══ SUPPLIED RECORDS ══

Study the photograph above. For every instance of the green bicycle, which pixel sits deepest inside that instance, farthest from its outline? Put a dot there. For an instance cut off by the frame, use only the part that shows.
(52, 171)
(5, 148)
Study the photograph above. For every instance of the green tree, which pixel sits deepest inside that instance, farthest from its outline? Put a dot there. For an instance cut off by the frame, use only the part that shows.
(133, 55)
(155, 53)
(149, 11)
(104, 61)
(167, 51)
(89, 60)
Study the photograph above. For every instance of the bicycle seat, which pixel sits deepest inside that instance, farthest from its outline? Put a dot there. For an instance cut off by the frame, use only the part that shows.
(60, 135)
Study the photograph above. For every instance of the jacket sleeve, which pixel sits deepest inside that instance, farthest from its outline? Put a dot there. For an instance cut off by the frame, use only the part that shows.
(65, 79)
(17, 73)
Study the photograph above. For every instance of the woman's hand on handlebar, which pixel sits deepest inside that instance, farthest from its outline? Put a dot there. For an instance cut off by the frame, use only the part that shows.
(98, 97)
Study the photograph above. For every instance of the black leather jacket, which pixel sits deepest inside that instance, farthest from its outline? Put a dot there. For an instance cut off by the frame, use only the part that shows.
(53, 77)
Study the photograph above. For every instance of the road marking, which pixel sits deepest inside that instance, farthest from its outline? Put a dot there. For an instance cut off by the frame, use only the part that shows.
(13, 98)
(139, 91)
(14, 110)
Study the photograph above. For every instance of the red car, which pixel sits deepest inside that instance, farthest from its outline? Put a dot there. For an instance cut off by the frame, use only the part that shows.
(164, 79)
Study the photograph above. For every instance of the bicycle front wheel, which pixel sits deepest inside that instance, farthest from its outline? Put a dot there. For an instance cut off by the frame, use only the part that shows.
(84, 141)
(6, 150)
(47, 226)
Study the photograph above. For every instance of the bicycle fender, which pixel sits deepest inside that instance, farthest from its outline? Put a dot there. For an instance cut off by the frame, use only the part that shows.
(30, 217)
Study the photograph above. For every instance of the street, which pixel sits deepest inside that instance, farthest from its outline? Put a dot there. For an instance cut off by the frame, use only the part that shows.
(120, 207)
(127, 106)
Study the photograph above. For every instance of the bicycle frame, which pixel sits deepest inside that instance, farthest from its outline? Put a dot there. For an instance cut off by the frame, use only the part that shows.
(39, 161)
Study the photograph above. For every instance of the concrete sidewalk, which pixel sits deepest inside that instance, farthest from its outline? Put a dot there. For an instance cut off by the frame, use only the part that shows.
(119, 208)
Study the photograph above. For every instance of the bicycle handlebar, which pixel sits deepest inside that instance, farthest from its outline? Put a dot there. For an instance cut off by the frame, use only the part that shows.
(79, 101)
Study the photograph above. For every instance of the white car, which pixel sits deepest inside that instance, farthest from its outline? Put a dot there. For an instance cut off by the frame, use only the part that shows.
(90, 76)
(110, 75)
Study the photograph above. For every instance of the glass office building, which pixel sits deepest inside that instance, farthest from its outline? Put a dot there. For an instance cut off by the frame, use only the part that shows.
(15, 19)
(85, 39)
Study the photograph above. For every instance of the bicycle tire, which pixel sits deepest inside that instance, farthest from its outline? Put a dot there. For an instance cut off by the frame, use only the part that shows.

═══

● **TASK DETAILS**: The entries above must be repeated word for word.

● **REPLY**:
Study the photograph above. For every instance of the green bicycle, which pixel sits deepest inside that instance, farthest from its outline? Put a dot there. For an instance cut off by the frame, use only the part that shows.
(52, 171)
(5, 148)
Study the photograph above. For every instance of the green tree, which pixel sits deepest inside that instance, farthest from its outline? Put a dot there. For an instance cut off by the frame, use only the part that shows.
(133, 55)
(155, 53)
(149, 11)
(104, 61)
(167, 51)
(89, 60)
Study the photograph above. For every instance of the bicycle seat, which pixel sits deepest inside that instance, farthest from its outline? Put a dot there. For an instance cut off by the frame, use only the part that shows.
(60, 135)
Study the photograph above. For every instance of the jacket sleeve, which pixel sits deepest inside that instance, farthest from its outline? Put a dot there. For an instance cut off by the frame, use only the part that shows.
(65, 79)
(17, 73)
Study the photograph above. For every instance of the woman's hand on handlebar, which pixel sits deepest inside that instance, farthest from its outline? Put a dot there. For an instance cut off by the frame, use only the part that shows.
(98, 97)
Study the photograph above. For every instance of the black leather jacket, which pixel sits deepest inside that instance, farthest from its outline? Put a dot there. For an instance cut off by the frame, use only the part that shows.
(53, 77)
Study the photograph above. For every instance of the road marking, which pixel sits deepest inside that instance, farthest from its outline? Put a dot there. For an instance cut off by the frame, use only the part that shows.
(13, 98)
(139, 91)
(14, 110)
Study the photograph above. For every instance of the red car, which pixel sits deepest inside that instance, farthest from its outline? Put a dot there. For an instance cut off by the frame, use only the part that shows.
(164, 79)
Study the photograph above. For every instance of the bicycle front wheel, which pixel sits deepest inside that instance, farthest from its outline? Put a dot there. For an instance cut off by the frame, use only the part that shows.
(84, 141)
(6, 150)
(47, 226)
Study the photograph above. For every instance of the bicycle fender, which pixel sits deepest inside that instance, farthest from its outline? Put a dot there. For an instance cut off by the frame, use only the part that shows.
(30, 217)
Study the photograph above. For every instance of the street, which pixel sits deepest inside that instance, farthest from its outline? Put a dot there. For an instance cut off by the frame, use only the part that shows.
(120, 207)
(127, 106)
Study the photograph above. For every instance of the bicycle frame, which pixel sits deepest inside that instance, farthest from its outline? Put a dot there. For an instance cut off by the frame, use only the part that shows.
(39, 161)
Study the photograph above. For every instance of the concrete sidewalk, which pixel sits deepest inside that instance, farthest from its outline? Put a dot there. For an instance cut off by the frame, use only the part that shows.
(119, 208)
Study the photograph above. For every instance of the bicycle handlebar, which pixel sits deepest inside that instance, farthest from its outline? Put a dot there. For an instance cut off by the frame, use only the part that shows.
(79, 101)
Study the photograph above. For every instance of the white car, which pixel sits deepest inside that instance, farthest from its outline? Put a dot there. For an instance cut off by the frame, use only the part that shows.
(90, 76)
(110, 75)
Study the photograph above. For every instance of the glass office building, which pixel sits deepest inside that instance, farthest from its outline? Put a dot there. For an instance cut off by the frame, use only the part that shows.
(15, 19)
(85, 39)
Study the photograph above. For every instance of the bicycle tire, which pixel sits deepest inside that instance, farthest from its outline? Put a dot there. For an instance cut off by the frame, use only the part that shows.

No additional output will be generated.